── Texto ──

Resolver as demandas –a dívida histórica- com protagonismo
popular em cada uma das discussões, decisões e execuções, essa é
a folha de rota da Cidade Comunal.
Até
onde?
Autogoverno,
empoderamento, governo comunal, protagonismo popular são palavras
que formam parte do léxico cotidiano da Cidade Socialista. Para
conquistá-lo –isto é, dar corpo e massividade a essas ideias-
recorreram a uma ferramenta que definem como imprescindível: a
formação política.
Para
isso levam adiante, em outras instâncias, a Escola Nacional de
Formação de Comuneiros e Comuneiras Oligarcas Tremei. “Trabalhamos
com a metodologia da educação popular, todas as pessoas têm
direito de opinar, de explicar seu pensamento”, explica María
Ochoa. Ela é facilitadora da escola, e militante da Corrente
Revolucionária.
Assim, ao cair a noite
envolvida em neblina, são dezenas de comuneiros e comuneiras, jovens
e adultos, os que, depois de uma jornada de trabalho, se aproximam
das 3 escolas onde se desenvolve simultaneamente a formação. “O
povo diz que a cada dia quer aprender um pouco mais sobre o processo
revolucionário”, conta María antes de entrar na sala para
refletir, nesse dia, sobre o poder popular socialista.

───
── Linhas fornecidas ──

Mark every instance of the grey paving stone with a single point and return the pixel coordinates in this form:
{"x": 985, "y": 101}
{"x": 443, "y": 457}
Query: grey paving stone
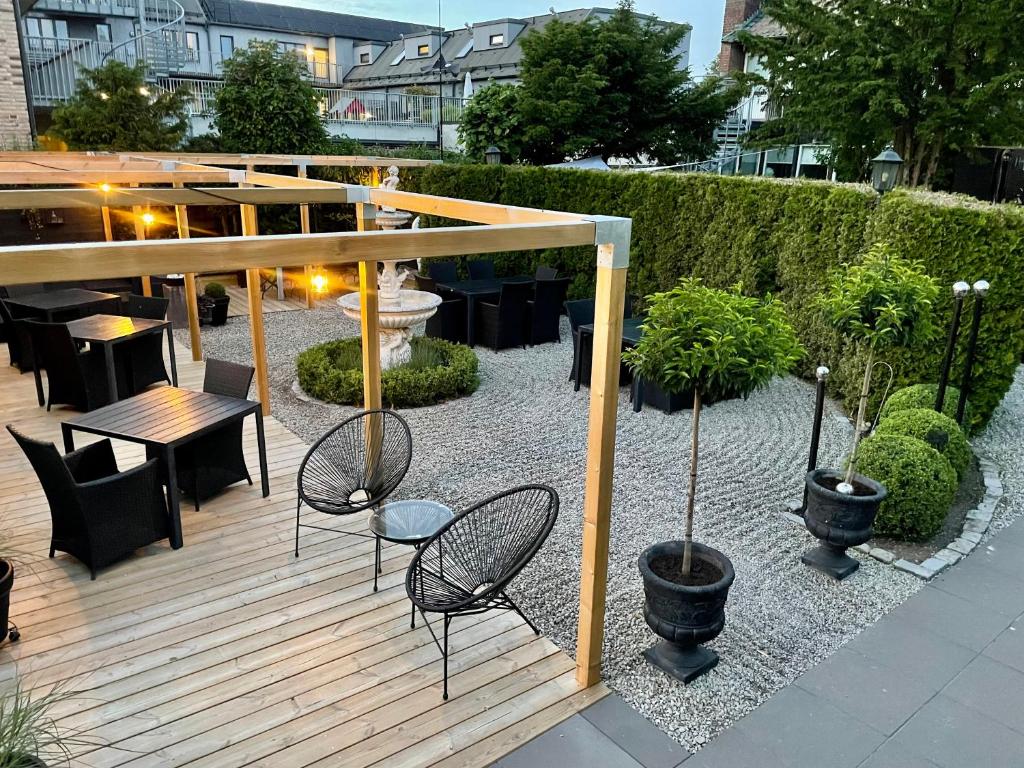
{"x": 628, "y": 728}
{"x": 1009, "y": 646}
{"x": 993, "y": 689}
{"x": 573, "y": 742}
{"x": 802, "y": 730}
{"x": 955, "y": 736}
{"x": 875, "y": 692}
{"x": 952, "y": 617}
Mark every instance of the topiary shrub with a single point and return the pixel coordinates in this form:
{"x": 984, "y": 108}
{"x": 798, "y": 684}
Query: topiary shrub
{"x": 937, "y": 430}
{"x": 438, "y": 371}
{"x": 923, "y": 395}
{"x": 920, "y": 480}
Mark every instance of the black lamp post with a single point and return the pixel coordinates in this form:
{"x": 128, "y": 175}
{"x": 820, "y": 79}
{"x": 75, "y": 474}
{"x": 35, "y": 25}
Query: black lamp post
{"x": 885, "y": 170}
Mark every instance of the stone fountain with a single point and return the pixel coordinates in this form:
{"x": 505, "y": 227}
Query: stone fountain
{"x": 398, "y": 308}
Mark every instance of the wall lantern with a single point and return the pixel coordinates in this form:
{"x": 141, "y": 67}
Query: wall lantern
{"x": 885, "y": 170}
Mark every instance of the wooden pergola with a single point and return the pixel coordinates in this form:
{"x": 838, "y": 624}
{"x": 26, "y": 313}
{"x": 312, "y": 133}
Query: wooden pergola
{"x": 137, "y": 180}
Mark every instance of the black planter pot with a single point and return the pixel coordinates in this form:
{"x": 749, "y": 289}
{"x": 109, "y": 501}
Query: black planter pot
{"x": 684, "y": 616}
{"x": 840, "y": 520}
{"x": 6, "y": 583}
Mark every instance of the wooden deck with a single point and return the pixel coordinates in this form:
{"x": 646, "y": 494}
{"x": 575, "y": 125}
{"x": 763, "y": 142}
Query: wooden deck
{"x": 230, "y": 651}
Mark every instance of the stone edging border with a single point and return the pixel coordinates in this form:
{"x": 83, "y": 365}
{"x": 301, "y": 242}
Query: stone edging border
{"x": 975, "y": 526}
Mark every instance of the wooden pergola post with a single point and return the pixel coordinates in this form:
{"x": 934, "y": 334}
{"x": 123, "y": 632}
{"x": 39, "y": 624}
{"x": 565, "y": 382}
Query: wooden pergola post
{"x": 612, "y": 239}
{"x": 192, "y": 299}
{"x": 366, "y": 219}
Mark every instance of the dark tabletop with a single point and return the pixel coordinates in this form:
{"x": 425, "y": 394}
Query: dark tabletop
{"x": 483, "y": 286}
{"x": 105, "y": 328}
{"x": 67, "y": 298}
{"x": 409, "y": 521}
{"x": 163, "y": 416}
{"x": 631, "y": 329}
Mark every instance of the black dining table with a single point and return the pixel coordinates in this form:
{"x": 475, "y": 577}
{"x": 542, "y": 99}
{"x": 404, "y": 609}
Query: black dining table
{"x": 475, "y": 290}
{"x": 49, "y": 304}
{"x": 163, "y": 419}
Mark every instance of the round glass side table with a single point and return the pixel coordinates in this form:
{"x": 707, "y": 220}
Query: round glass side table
{"x": 411, "y": 521}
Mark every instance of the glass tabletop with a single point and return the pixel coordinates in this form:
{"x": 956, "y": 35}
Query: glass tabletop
{"x": 409, "y": 521}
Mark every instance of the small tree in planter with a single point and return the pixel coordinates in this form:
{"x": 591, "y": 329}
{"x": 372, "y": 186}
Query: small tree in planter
{"x": 883, "y": 302}
{"x": 707, "y": 341}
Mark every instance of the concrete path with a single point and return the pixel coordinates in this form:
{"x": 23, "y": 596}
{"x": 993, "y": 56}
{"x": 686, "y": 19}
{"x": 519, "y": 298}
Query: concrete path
{"x": 937, "y": 683}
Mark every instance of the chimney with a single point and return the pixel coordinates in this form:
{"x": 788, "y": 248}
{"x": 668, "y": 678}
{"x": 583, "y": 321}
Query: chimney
{"x": 736, "y": 11}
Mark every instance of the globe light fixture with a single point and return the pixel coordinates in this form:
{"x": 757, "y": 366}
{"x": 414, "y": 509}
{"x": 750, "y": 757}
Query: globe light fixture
{"x": 885, "y": 170}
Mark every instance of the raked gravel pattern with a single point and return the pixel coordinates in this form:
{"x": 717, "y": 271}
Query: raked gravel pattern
{"x": 525, "y": 424}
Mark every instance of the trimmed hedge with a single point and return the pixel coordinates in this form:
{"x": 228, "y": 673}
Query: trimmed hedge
{"x": 333, "y": 372}
{"x": 783, "y": 237}
{"x": 920, "y": 480}
{"x": 939, "y": 431}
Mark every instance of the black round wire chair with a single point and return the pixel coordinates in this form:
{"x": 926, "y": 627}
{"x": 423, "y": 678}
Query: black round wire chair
{"x": 354, "y": 467}
{"x": 466, "y": 566}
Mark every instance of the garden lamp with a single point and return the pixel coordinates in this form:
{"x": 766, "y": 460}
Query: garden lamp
{"x": 885, "y": 170}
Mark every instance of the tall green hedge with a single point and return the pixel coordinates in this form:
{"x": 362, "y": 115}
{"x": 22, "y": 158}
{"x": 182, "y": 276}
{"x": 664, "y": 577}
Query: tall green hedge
{"x": 779, "y": 236}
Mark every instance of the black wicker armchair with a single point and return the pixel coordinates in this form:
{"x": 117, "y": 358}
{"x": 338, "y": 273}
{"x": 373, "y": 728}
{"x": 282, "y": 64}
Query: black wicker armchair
{"x": 467, "y": 565}
{"x": 504, "y": 325}
{"x": 73, "y": 377}
{"x": 212, "y": 462}
{"x": 99, "y": 515}
{"x": 354, "y": 467}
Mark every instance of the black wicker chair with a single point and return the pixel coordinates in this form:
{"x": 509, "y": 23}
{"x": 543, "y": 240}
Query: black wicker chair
{"x": 480, "y": 268}
{"x": 442, "y": 271}
{"x": 146, "y": 352}
{"x": 99, "y": 515}
{"x": 545, "y": 311}
{"x": 504, "y": 325}
{"x": 73, "y": 377}
{"x": 467, "y": 565}
{"x": 211, "y": 463}
{"x": 449, "y": 322}
{"x": 354, "y": 467}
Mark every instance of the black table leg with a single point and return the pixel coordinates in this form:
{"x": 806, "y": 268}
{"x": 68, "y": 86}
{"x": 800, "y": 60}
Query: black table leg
{"x": 170, "y": 351}
{"x": 261, "y": 443}
{"x": 172, "y": 498}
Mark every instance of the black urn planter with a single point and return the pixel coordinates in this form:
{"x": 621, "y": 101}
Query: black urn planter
{"x": 839, "y": 520}
{"x": 684, "y": 615}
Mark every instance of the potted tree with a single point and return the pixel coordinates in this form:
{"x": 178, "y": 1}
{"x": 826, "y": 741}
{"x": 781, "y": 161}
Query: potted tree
{"x": 706, "y": 341}
{"x": 885, "y": 301}
{"x": 215, "y": 301}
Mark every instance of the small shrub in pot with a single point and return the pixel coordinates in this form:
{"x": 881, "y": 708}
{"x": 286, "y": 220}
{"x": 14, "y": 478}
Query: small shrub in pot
{"x": 710, "y": 342}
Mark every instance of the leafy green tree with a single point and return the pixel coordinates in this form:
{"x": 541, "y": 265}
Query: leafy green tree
{"x": 267, "y": 103}
{"x": 932, "y": 77}
{"x": 492, "y": 118}
{"x": 114, "y": 109}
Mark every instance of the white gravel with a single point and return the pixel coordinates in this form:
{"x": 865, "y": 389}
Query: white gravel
{"x": 525, "y": 424}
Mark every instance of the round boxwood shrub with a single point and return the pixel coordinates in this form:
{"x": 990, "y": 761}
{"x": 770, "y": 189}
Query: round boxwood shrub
{"x": 936, "y": 429}
{"x": 923, "y": 395}
{"x": 437, "y": 371}
{"x": 920, "y": 480}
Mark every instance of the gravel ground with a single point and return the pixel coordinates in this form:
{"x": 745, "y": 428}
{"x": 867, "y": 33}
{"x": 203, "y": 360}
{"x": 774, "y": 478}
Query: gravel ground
{"x": 525, "y": 424}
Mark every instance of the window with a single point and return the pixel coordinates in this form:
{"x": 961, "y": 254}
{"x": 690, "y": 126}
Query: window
{"x": 192, "y": 46}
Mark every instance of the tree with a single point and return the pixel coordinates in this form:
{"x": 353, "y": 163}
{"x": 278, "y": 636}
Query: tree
{"x": 492, "y": 118}
{"x": 611, "y": 88}
{"x": 267, "y": 103}
{"x": 932, "y": 77}
{"x": 115, "y": 110}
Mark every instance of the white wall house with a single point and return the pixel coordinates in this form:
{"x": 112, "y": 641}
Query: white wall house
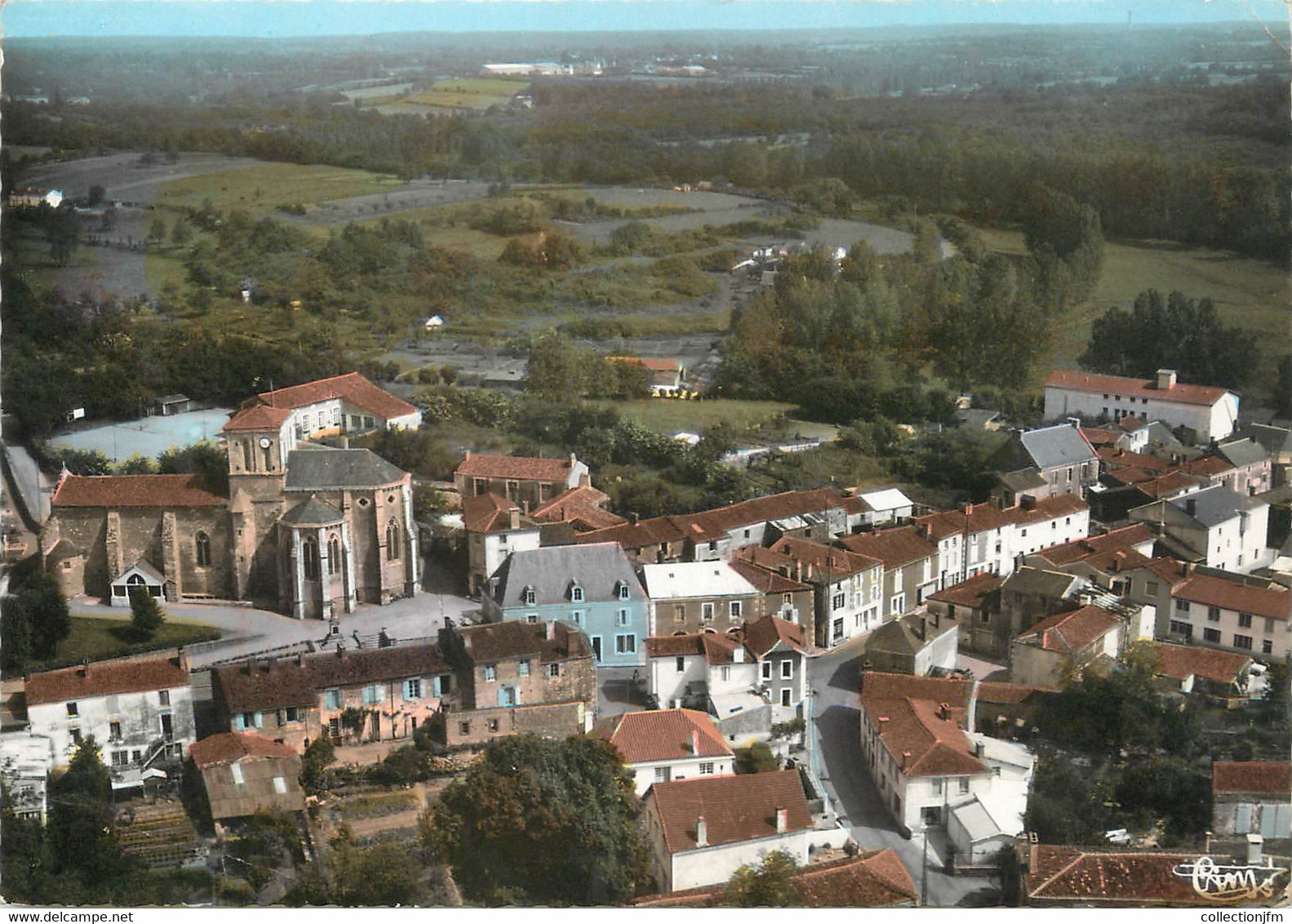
{"x": 139, "y": 709}
{"x": 1211, "y": 412}
{"x": 667, "y": 744}
{"x": 703, "y": 830}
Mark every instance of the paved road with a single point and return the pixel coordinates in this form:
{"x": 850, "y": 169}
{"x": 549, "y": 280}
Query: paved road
{"x": 848, "y": 784}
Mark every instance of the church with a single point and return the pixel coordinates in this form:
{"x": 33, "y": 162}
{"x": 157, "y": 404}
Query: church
{"x": 305, "y": 529}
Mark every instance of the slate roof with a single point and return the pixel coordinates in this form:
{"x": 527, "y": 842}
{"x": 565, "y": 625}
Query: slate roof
{"x": 1243, "y": 452}
{"x": 259, "y": 685}
{"x": 499, "y": 642}
{"x": 1267, "y": 777}
{"x": 1056, "y": 446}
{"x": 518, "y": 468}
{"x": 1137, "y": 388}
{"x": 312, "y": 512}
{"x": 353, "y": 388}
{"x": 895, "y": 547}
{"x": 735, "y": 809}
{"x": 664, "y": 735}
{"x": 1070, "y": 632}
{"x": 1230, "y": 595}
{"x": 228, "y": 747}
{"x": 551, "y": 571}
{"x": 970, "y": 592}
{"x": 923, "y": 738}
{"x": 326, "y": 469}
{"x": 257, "y": 418}
{"x": 105, "y": 678}
{"x": 1183, "y": 660}
{"x": 135, "y": 490}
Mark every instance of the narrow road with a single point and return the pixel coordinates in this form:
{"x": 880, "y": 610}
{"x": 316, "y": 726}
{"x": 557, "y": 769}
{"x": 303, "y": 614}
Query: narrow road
{"x": 835, "y": 680}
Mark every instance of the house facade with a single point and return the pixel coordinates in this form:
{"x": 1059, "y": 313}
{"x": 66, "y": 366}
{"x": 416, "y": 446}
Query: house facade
{"x": 1210, "y": 412}
{"x": 139, "y": 711}
{"x": 591, "y": 589}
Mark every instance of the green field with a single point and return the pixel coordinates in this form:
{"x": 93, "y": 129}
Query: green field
{"x": 477, "y": 93}
{"x": 1251, "y": 294}
{"x": 95, "y": 638}
{"x": 261, "y": 189}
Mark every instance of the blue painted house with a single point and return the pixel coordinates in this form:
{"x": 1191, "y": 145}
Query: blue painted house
{"x": 592, "y": 589}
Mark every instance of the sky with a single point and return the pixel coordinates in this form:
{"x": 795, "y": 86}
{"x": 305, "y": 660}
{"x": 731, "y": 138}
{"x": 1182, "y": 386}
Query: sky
{"x": 281, "y": 18}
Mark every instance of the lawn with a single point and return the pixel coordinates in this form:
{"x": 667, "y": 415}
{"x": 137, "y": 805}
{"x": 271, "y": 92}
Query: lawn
{"x": 95, "y": 638}
{"x": 477, "y": 93}
{"x": 261, "y": 189}
{"x": 1251, "y": 294}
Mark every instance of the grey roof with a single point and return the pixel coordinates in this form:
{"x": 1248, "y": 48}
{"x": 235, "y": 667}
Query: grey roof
{"x": 1212, "y": 505}
{"x": 1243, "y": 452}
{"x": 336, "y": 469}
{"x": 597, "y": 567}
{"x": 1022, "y": 480}
{"x": 1053, "y": 446}
{"x": 1037, "y": 580}
{"x": 313, "y": 512}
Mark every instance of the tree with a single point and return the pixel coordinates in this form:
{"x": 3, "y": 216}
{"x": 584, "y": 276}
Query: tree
{"x": 146, "y": 616}
{"x": 539, "y": 821}
{"x": 765, "y": 886}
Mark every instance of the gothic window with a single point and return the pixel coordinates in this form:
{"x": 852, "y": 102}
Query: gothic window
{"x": 392, "y": 540}
{"x": 202, "y": 543}
{"x": 310, "y": 558}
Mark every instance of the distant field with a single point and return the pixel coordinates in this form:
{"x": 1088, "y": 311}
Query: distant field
{"x": 469, "y": 93}
{"x": 1251, "y": 294}
{"x": 261, "y": 189}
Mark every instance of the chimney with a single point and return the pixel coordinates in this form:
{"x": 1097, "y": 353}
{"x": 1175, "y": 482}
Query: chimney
{"x": 1254, "y": 844}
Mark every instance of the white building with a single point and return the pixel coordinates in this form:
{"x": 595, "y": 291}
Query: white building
{"x": 139, "y": 711}
{"x": 703, "y": 830}
{"x": 1210, "y": 411}
{"x": 667, "y": 744}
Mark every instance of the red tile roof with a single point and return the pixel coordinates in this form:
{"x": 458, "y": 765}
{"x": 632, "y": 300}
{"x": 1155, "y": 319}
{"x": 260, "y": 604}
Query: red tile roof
{"x": 970, "y": 592}
{"x": 1072, "y": 631}
{"x": 1272, "y": 601}
{"x": 520, "y": 468}
{"x": 664, "y": 735}
{"x": 895, "y": 547}
{"x": 1183, "y": 660}
{"x": 105, "y": 678}
{"x": 1079, "y": 875}
{"x": 1137, "y": 388}
{"x": 920, "y": 722}
{"x": 135, "y": 490}
{"x": 735, "y": 809}
{"x": 353, "y": 388}
{"x": 1268, "y": 777}
{"x": 257, "y": 418}
{"x": 232, "y": 746}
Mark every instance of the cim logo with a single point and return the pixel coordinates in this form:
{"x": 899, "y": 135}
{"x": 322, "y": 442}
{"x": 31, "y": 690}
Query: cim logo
{"x": 1223, "y": 884}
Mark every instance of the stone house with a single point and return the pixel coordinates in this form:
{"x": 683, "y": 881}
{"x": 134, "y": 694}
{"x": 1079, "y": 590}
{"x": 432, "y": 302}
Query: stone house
{"x": 350, "y": 695}
{"x": 668, "y": 744}
{"x": 139, "y": 711}
{"x": 589, "y": 589}
{"x": 244, "y": 773}
{"x": 517, "y": 677}
{"x": 703, "y": 830}
{"x": 525, "y": 481}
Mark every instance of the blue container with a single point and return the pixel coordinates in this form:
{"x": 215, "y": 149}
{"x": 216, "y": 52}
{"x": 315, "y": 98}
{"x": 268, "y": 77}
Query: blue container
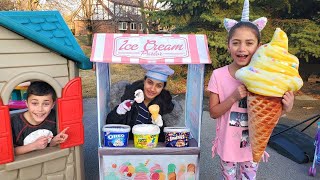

───

**Objetivo**
Repita literalmente o trecho do texto sobre a Cidade Comunal que começa em "Assim, ao cair" e termina em "poder popular socialista.".

**Resultado do exercício**
Assim, ao cair a noite
envolvida em neblina, são dezenas de comuneiros e comuneiras, jovens
e adultos, os que, depois de uma jornada de trabalho, se aproximam
das 3 escolas onde se desenvolve simultaneamente a formação. “O
povo diz que a cada dia quer aprender um pouco mais sobre o processo
revolucionário”, conta María antes de entrar na sala para
refletir, nesse dia, sobre o poder popular socialista.